## EXERCISE DETAILS
Every record below should be printed exactly as given.

## INFORMATION SHOWN
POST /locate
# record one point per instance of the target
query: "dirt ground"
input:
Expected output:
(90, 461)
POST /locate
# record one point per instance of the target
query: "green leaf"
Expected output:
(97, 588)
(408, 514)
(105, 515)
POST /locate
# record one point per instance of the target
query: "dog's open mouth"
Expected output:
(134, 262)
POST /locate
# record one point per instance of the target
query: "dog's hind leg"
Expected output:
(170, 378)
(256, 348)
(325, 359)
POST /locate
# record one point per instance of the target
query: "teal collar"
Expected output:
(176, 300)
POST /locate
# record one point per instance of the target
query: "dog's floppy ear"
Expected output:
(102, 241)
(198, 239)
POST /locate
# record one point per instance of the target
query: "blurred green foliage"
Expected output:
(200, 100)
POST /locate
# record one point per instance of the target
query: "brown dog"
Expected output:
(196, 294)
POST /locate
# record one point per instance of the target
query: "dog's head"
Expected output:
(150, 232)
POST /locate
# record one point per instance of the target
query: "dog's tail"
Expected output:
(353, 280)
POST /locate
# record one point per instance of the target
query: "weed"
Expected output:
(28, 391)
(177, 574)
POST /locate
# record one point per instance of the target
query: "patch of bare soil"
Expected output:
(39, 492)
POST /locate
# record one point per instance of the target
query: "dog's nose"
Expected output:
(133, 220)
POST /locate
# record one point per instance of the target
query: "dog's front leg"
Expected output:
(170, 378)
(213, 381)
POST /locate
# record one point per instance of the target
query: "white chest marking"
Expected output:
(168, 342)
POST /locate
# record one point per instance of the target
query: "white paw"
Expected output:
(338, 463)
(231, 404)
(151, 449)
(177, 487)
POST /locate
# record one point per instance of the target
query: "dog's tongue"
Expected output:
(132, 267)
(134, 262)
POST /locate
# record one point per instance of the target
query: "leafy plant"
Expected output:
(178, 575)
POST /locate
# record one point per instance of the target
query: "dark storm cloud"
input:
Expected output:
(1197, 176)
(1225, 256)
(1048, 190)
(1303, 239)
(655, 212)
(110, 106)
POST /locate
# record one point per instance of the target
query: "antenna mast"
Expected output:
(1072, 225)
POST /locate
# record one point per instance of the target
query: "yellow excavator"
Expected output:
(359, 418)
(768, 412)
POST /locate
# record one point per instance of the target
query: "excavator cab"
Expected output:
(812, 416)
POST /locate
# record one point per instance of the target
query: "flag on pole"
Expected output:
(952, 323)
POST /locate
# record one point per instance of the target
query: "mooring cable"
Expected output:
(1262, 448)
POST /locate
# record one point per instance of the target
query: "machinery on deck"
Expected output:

## EXERCISE RESULT
POST /locate
# record one point per instance of the target
query: "dirt ground"
input:
Expected output:
(90, 461)
POST /locate
# record one point per instance of the target
query: "green leaf"
Expected output:
(97, 588)
(408, 514)
(105, 515)
POST /locate
# record one point per instance of the target
query: "dog's open mouth"
Expected output:
(134, 262)
POST /locate
# record one point per instance of the target
query: "dog's hind leg"
Expected output:
(170, 378)
(256, 348)
(325, 359)
POST /locate
# record one point per instance of the target
query: "teal collar"
Expected output:
(176, 300)
POST /locate
# record one point per instance of the target
query: "dog's floppy ear"
Expected output:
(102, 241)
(198, 239)
POST /locate
# record one point per instance of the target
query: "blurred green foliage"
Expected output:
(200, 100)
POST /locate
# record one point per instance of the target
query: "brown dog"
Expected output:
(196, 294)
POST /locate
# record one point per instance of the target
query: "dog's head"
Expected output:
(150, 232)
POST /locate
# record one point per instance of the target
query: "dog's tail"
Expected output:
(353, 280)
POST /locate
# record one point per instance of the target
query: "weed"
Expected output:
(28, 391)
(177, 574)
POST /locate
# record one point per instance of the target
query: "patch of bare soil"
Expected output:
(39, 492)
POST /locate
# record one point per instance of the target
query: "dog's nose"
Expected output:
(133, 220)
POST /locate
# record one point per instance of the target
query: "dog's front leg"
Expected output:
(170, 378)
(213, 381)
POST /locate
# record one point per instance of the target
query: "white chest marking"
Expected output:
(168, 342)
POST /locate
# record one point per instance of the target
query: "white paw"
Expected output:
(338, 463)
(231, 404)
(151, 449)
(177, 487)
POST /locate
# record one point per instance of the target
query: "dog's tongue"
Expected output:
(132, 267)
(134, 262)
POST /locate
# record one point per instance of the target
query: "leafy plant"
Expected output:
(178, 575)
POST /locate
# record one point per instance of the target
query: "dark storm cloud"
input:
Expected output:
(1197, 176)
(1225, 256)
(1048, 190)
(1303, 239)
(655, 212)
(110, 106)
POST /locate
# record one point per instance of the target
query: "antenna mast"
Expected output:
(1072, 225)
POST /locate
# record one point per instance of the target
query: "yellow excavator"
Expected output:
(359, 418)
(768, 412)
POST /locate
# record one point per instance of the target
query: "excavator cab"
Expected output:
(812, 416)
POST /locate
# record one point per instance of the target
query: "flag on pole"
Expected output:
(952, 323)
POST /locate
# record one point per instance of the target
query: "mooring cable"
Expected output:
(1262, 448)
POST /locate
# record one point per instance of the target
query: "machinery on deck"
Expected output:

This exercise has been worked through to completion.